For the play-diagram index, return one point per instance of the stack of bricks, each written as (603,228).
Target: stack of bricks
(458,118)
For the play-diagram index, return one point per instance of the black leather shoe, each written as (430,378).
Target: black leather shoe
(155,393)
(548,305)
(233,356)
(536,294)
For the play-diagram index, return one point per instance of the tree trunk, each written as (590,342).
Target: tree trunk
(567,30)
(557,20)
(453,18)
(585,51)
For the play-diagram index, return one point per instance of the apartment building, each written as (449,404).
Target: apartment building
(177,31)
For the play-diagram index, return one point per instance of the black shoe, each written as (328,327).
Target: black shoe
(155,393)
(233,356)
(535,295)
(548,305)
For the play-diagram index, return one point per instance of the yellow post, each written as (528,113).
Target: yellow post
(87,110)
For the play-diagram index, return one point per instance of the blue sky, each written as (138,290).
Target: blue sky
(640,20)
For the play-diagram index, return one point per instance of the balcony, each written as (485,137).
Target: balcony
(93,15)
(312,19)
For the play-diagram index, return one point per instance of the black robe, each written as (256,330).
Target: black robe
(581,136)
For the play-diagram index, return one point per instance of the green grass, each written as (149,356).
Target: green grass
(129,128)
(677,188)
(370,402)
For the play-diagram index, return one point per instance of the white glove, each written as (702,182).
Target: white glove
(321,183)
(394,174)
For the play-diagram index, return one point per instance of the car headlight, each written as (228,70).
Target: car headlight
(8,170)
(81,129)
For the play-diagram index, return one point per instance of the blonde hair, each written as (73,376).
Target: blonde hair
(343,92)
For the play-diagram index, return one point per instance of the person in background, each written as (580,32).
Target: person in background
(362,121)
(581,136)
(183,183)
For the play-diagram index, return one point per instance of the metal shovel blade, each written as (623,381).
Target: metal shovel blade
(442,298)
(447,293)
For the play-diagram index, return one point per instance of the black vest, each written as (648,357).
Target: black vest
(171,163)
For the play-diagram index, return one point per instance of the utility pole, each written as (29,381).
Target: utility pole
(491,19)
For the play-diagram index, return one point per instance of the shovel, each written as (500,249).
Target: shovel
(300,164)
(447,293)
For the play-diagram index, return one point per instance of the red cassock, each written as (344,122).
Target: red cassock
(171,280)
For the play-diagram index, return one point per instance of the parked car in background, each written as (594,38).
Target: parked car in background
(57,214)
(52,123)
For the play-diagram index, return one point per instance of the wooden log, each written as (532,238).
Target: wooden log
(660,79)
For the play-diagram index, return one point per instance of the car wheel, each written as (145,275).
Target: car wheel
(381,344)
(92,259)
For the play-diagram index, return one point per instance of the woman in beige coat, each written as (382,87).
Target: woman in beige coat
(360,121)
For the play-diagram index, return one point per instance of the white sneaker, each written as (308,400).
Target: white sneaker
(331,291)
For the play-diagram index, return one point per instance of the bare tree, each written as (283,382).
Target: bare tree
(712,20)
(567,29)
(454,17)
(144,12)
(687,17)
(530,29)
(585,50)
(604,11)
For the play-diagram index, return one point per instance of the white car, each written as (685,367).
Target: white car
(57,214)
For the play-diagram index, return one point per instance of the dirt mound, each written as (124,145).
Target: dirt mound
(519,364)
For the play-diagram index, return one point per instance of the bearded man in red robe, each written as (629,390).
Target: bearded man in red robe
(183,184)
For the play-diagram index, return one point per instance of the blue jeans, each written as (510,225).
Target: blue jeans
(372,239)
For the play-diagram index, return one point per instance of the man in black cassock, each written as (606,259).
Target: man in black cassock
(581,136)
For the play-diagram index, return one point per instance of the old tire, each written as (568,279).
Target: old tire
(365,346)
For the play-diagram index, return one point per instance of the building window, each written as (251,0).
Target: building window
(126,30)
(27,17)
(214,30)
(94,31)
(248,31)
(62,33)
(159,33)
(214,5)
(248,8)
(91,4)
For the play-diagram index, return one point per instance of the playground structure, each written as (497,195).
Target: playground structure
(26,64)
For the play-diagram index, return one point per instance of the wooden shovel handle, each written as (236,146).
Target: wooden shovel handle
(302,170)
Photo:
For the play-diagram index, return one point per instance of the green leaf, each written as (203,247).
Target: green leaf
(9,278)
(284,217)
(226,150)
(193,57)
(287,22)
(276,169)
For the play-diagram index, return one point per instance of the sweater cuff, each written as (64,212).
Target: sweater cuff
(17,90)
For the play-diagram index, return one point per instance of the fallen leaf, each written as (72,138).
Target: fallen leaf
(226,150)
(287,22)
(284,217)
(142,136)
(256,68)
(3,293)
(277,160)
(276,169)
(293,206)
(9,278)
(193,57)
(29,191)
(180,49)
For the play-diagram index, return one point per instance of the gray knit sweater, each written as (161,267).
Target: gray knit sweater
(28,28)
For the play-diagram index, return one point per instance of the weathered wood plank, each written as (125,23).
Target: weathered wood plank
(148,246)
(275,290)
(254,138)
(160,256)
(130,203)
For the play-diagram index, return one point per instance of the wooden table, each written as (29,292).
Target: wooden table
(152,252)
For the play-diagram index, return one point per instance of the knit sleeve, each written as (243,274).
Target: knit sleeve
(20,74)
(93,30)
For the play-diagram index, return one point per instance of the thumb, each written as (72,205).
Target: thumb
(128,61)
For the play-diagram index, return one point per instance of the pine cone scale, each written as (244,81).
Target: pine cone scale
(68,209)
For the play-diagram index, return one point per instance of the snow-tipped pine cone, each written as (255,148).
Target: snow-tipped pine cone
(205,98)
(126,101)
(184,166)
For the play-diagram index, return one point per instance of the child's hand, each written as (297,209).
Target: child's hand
---*---
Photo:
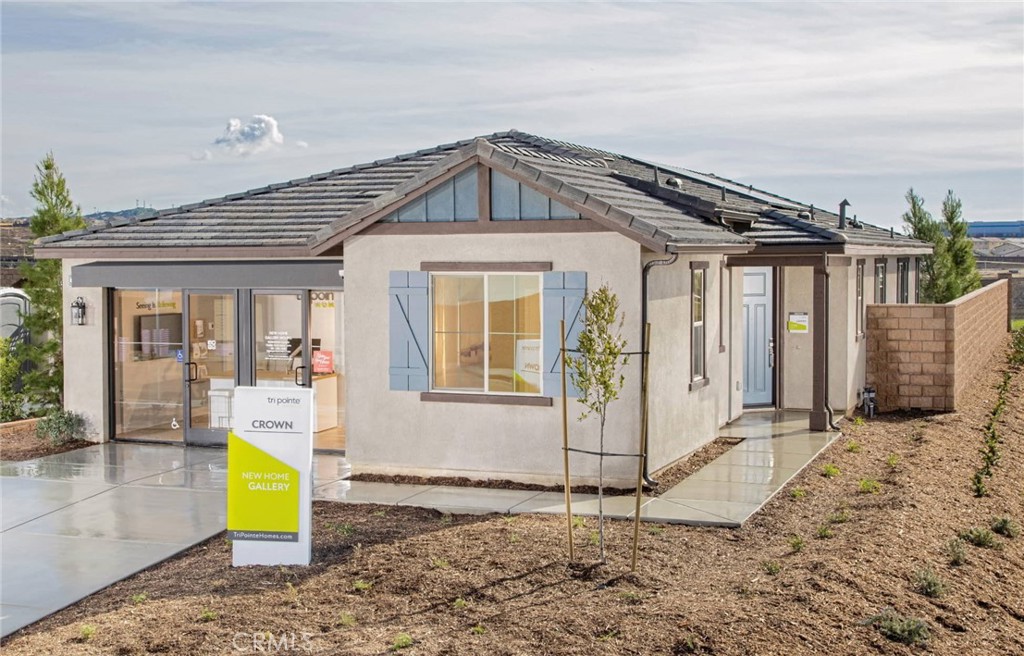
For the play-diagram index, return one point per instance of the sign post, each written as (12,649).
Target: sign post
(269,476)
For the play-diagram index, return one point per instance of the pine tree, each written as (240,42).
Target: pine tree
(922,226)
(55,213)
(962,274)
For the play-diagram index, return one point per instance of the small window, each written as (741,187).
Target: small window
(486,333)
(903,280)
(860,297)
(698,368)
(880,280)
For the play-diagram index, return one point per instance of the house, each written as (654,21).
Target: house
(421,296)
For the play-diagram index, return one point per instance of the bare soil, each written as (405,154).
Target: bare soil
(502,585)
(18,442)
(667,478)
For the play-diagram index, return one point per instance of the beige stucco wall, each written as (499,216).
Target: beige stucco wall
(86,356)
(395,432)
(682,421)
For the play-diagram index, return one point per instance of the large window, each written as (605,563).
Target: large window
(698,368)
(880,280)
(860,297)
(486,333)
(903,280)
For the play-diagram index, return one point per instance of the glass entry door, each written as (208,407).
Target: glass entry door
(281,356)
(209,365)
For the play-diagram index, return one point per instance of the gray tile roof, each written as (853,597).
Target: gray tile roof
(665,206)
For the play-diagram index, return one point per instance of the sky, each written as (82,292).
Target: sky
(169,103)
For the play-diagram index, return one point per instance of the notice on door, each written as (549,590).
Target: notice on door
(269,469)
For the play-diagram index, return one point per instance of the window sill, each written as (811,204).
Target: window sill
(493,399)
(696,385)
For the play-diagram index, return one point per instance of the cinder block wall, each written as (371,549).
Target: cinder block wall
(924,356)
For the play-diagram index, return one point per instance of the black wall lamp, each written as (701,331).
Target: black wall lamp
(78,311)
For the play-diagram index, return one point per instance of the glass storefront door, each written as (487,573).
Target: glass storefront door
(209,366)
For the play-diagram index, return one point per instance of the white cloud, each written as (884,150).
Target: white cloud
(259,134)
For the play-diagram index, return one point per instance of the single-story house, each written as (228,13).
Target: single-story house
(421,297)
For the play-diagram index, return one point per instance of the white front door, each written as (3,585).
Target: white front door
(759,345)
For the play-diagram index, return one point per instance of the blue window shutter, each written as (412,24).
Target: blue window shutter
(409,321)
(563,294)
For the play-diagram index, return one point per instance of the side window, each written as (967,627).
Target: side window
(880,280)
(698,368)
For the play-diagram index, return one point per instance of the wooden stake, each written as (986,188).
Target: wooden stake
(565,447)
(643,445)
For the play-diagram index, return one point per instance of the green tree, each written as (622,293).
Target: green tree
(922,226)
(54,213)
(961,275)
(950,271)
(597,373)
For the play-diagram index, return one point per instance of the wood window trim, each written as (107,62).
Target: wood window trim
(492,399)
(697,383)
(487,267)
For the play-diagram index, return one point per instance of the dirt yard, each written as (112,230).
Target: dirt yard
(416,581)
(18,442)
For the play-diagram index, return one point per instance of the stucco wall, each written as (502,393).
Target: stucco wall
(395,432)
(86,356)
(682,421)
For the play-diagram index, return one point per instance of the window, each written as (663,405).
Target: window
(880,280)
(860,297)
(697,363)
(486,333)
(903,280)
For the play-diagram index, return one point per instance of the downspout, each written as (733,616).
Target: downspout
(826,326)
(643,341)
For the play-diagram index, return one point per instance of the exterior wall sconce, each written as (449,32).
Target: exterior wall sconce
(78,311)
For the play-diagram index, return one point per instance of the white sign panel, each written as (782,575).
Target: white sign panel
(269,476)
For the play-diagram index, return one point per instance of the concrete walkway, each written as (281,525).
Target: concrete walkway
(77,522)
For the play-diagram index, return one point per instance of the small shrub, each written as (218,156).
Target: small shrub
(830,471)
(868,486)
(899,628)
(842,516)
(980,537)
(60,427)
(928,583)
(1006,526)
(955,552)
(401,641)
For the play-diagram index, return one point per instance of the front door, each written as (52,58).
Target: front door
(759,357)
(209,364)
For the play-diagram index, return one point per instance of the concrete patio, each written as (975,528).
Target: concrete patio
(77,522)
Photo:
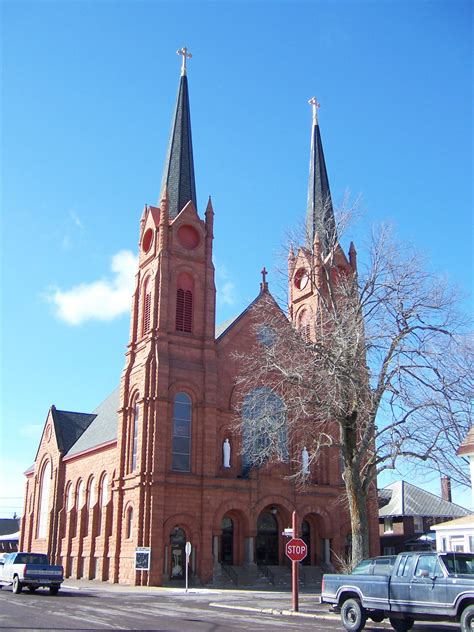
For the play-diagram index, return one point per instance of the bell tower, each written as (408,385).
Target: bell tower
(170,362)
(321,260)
---*---
What this task involves
Give back, exactly as written, the stretch from the line with "written as (405,154)." through the line with "written as (412,24).", and no other lines from the records above.

Result for this exercise
For the play-diagram index, return one point per instance of the bare soil, each written as (405,154).
Target: bare soil
(502,585)
(18,442)
(667,478)
For the play-diagram index, return one point per instance of the beige stucco wall, each written as (499,216).
Target: beige stucco wall
(86,356)
(395,432)
(682,421)
For the play-diagram index, return one point per instance of the large window, each written as (605,563).
Target: large window
(698,368)
(880,280)
(860,297)
(486,333)
(903,280)
For the play-diagram index, return one point per instance of the glass entry door, each written as (208,407).
Target: glass entry door
(281,356)
(209,365)
For the play-diagram index, return one point per instance of the gray tile roof, each written as (853,597).
Target: gray tile roof
(665,206)
For the play-diagram index, return one point per instance of the sky, each written as (82,292).
Target: sky
(169,103)
For the play-diagram index, return one point per instance of the notice on door, each written as (549,590).
Target: notice on door
(269,469)
For the play-diagram index, return one point per instance of the window sill, each written as (811,204).
Target: window sill
(493,399)
(696,385)
For the play-diagram index, return one point per instance of the cinder block wall, each written as (371,549).
Target: cinder block wall
(924,356)
For the play-diagram index, return one point per instance of the black wall lamp, each written as (701,331).
Target: black wall lamp
(78,311)
For the play-diagram index, return one point per instance of the glass storefront door, each written as (487,573).
Target: glass storefront door
(209,366)
For the play-diagram index, return one point per instance of the white cloud, each written as (884,150).
Target: white cloud
(259,134)
For the play-diagram index, return one point per instance of the single-story house, each written as (228,13).
Target: single-story house
(421,297)
For the play-diagram index, return one point per instance of the white front door, each written as (3,585).
Target: white front door
(759,345)
For the play-diagram index, return one point per instance of the blue window shutter, each written as (412,24).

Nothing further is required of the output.